GIVEN REQUEST: Tally how many lines in the records below contain the string "laundry", treating uppercase and lowercase as different, and reply with only that number.

— BEGIN —

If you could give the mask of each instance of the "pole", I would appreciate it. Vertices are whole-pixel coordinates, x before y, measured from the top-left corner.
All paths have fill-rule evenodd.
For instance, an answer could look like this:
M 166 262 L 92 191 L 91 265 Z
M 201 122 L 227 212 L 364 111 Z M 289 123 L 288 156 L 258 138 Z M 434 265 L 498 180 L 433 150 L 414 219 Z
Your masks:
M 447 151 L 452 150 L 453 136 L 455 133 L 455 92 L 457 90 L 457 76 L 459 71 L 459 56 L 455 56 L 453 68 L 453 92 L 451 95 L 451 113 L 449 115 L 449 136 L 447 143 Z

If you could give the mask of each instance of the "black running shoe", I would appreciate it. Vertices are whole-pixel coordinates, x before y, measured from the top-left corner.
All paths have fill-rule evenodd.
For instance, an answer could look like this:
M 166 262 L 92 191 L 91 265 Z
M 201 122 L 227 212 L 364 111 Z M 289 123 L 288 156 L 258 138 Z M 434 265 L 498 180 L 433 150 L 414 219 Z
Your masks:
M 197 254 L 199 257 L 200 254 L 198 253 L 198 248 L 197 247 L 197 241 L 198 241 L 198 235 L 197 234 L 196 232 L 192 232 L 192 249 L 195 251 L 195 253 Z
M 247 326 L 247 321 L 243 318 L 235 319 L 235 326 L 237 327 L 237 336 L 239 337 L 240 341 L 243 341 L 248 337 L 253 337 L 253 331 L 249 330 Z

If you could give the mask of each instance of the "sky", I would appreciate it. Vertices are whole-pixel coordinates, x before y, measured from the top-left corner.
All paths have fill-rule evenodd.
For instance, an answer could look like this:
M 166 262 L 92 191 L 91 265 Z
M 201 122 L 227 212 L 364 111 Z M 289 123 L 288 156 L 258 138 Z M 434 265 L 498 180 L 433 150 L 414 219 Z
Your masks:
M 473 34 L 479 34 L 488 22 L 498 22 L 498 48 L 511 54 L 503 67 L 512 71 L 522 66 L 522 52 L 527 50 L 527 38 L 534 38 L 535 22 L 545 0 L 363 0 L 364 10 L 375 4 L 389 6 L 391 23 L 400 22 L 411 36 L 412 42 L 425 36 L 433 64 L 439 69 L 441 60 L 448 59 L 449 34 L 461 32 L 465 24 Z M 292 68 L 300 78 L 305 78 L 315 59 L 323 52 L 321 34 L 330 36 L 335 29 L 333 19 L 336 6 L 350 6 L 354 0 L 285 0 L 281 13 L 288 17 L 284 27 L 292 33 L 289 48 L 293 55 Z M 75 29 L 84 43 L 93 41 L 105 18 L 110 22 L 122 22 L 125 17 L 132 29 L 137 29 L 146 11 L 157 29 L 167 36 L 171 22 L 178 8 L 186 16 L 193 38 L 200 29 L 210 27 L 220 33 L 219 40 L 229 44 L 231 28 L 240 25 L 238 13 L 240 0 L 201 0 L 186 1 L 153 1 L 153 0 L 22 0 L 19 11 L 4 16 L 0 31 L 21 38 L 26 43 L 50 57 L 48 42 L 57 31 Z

— END —
— BEGIN —

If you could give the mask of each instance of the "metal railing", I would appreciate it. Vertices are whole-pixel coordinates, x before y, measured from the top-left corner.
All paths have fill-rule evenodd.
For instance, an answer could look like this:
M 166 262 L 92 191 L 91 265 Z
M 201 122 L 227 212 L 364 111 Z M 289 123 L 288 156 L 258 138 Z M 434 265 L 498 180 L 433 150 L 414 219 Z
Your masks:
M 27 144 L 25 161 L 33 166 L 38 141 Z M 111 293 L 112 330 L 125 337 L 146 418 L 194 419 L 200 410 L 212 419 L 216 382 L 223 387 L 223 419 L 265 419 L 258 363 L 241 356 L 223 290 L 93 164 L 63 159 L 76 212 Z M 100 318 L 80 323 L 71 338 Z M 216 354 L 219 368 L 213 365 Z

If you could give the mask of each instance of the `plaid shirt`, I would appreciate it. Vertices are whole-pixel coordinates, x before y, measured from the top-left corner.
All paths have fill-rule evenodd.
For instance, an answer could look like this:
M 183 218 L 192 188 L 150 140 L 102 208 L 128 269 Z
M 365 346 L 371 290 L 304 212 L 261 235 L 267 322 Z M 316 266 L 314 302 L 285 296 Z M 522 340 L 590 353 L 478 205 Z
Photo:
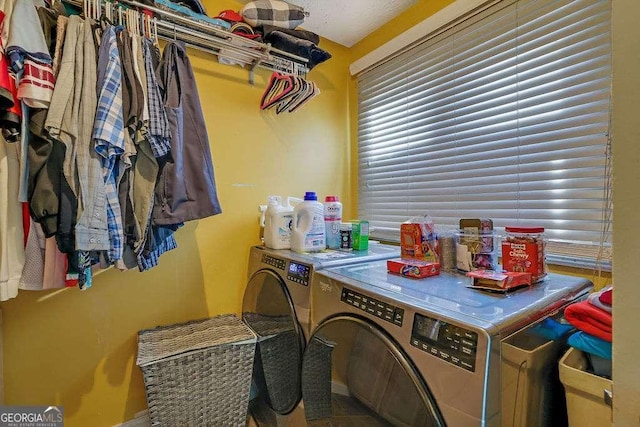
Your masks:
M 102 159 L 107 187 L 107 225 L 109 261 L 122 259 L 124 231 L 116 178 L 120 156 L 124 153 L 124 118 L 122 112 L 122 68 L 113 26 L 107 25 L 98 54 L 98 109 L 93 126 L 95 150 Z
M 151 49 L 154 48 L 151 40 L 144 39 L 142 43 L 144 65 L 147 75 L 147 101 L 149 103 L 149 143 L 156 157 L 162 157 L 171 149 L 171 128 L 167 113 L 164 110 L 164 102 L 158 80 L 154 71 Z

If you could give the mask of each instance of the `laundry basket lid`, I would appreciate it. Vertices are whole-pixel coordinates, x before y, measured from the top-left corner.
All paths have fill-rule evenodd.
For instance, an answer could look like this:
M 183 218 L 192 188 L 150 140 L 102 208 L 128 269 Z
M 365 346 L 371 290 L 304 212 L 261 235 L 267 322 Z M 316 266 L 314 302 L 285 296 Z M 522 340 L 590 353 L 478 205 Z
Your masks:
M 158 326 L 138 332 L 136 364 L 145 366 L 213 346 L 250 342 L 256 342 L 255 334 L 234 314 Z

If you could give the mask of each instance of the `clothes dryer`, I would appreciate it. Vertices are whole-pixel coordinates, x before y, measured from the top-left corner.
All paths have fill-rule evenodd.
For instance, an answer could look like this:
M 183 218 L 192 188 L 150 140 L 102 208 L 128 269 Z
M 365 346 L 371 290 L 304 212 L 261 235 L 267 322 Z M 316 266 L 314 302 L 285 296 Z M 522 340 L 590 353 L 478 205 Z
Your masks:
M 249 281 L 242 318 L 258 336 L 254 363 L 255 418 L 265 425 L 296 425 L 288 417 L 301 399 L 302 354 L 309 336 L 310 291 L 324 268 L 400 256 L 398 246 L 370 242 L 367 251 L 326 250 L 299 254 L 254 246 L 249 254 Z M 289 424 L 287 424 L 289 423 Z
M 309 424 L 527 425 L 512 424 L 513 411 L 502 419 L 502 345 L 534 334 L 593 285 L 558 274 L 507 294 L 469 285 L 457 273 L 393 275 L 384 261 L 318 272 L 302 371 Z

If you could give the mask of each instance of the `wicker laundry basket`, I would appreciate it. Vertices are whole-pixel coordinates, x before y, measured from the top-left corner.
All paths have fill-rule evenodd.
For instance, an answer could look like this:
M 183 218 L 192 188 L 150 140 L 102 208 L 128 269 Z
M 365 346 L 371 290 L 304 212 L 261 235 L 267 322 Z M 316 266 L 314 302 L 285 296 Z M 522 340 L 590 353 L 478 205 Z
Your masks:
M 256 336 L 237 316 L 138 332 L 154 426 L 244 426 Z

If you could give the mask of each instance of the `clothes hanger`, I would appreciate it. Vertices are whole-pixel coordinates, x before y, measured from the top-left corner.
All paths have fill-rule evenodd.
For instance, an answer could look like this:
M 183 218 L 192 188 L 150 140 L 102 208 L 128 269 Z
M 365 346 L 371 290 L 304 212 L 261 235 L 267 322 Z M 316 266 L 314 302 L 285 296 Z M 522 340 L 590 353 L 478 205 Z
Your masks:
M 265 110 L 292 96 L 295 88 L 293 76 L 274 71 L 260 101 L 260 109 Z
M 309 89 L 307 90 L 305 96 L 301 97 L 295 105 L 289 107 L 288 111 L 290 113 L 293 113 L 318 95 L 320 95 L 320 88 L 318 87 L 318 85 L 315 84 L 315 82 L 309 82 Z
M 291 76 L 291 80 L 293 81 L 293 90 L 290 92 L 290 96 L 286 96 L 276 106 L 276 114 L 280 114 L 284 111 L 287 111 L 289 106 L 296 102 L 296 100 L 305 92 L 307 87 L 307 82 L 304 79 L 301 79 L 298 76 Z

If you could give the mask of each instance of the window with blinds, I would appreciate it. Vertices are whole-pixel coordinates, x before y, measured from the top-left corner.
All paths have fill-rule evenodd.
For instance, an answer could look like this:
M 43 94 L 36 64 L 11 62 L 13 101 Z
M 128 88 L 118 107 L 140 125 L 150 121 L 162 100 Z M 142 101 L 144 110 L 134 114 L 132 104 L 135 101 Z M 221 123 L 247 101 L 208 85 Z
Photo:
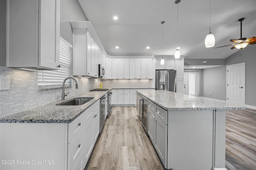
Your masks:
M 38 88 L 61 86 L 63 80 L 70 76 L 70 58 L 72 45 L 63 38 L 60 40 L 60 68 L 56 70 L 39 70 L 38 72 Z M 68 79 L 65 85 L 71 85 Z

— END —

PROBLEM SOLUTION: 2